* **CONTROLEER JE BEGRIP**:
A. Schrijf uit de tekst over knieartroscopie het stuk van "Net als bij" tot en met "van het gewrichtsvocht." woord voor woord over.
B. Breid de tekst over knieartroscopie uit door verder te schrijven na de laatste zin.

Artroscopie van de knie


Anatomie


Het kniegewricht wordt gevormd door het bovenbeen (femur), het onderbeen (tibia) en de knieschijf (patella). In de directe omgeving bevindt zich ook het kuitbeen (fibula) dat geen direct deel uitmaakt van het gewricht maar wel dienst doet als ankerpunt voor de buitenste gewrichtsband ( lateraal collateraal ligament).
Net als bij andere gewrichten zijn ook de beenderen van het kniegewricht bedekt met kraakbeen. Dat kraakbeen is ongeveer 4mm dik en bestaat voor 90% uit water. Het geeft aan het gewricht zijn veerkracht en zorgt er voor dat de beenderen quasi zonder weerstand ten op zichte van elkaar kunnen bewegen.
Het gewricht wordt omhuld door een soort van zak (kapsel) dat aan zijn binnenzijde afgelijnd is door een slijmvlies (synovium) dat zorgt voor de productie van het gewrichtsvocht.

* **OPGESLAGEN GEGEVENS**:
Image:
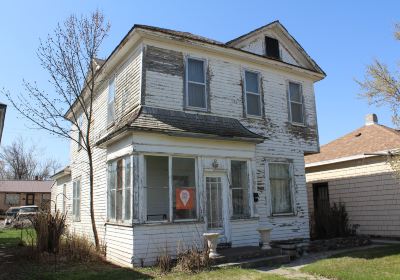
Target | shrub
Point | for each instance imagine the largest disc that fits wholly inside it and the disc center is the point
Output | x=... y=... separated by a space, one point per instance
x=49 y=228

* **ANTWOORDEN PER OPDRACHT**:
A.
Net als bij andere gewrichten zijn ook de beenderen van het kniegewricht bedekt met kraakbeen. Dat kraakbeen is ongeveer 4mm dik en bestaat voor 90% uit water. Het geeft aan het gewricht zijn veerkracht en zorgt er voor dat de beenderen quasi zonder weerstand ten op zichte van elkaar kunnen bewegen.
Het gewricht wordt omhuld door een soort van zak (kapsel) dat aan zijn binnenzijde afgelijnd is door een slijmvlies (synovium) dat zorgt voor de productie van het gewrichtsvocht.

B.
Omdat het boven- en onderbeen in staande houding niet perfect op elkaar passen heeft men nood aan goed functionerende menisci of schokdempers. In de knie heeft men een binnenste (mediale) en een buitenste (laterale) meniscus. Deze zijn beiden van kapitaal belang voor een goede drukverdeling en dus ook voor het beschermen van het kraakbeen.
Voor de stabiliteit van de knie zorgen de volgende strukturen:
  • De voorste en achterste kruisband. Deze bevinden zich centraal in de knie en zorgen ervoor dat het onderbeen niet naar voor (voorste kruisband) of naar achter (achterste kruisband) kan verschuiven.
  • De binnenste gewrichtsband (mediaal collateraal ligament) en de buitenste gewrichtsband (lateraal collateraal ligament) bevinden zich resp. aan de binnen- en buitenkant van de knie en geven zijdelingse stabiliteit.
De menisci dragen ook bij aan de stabiliteit van de knie.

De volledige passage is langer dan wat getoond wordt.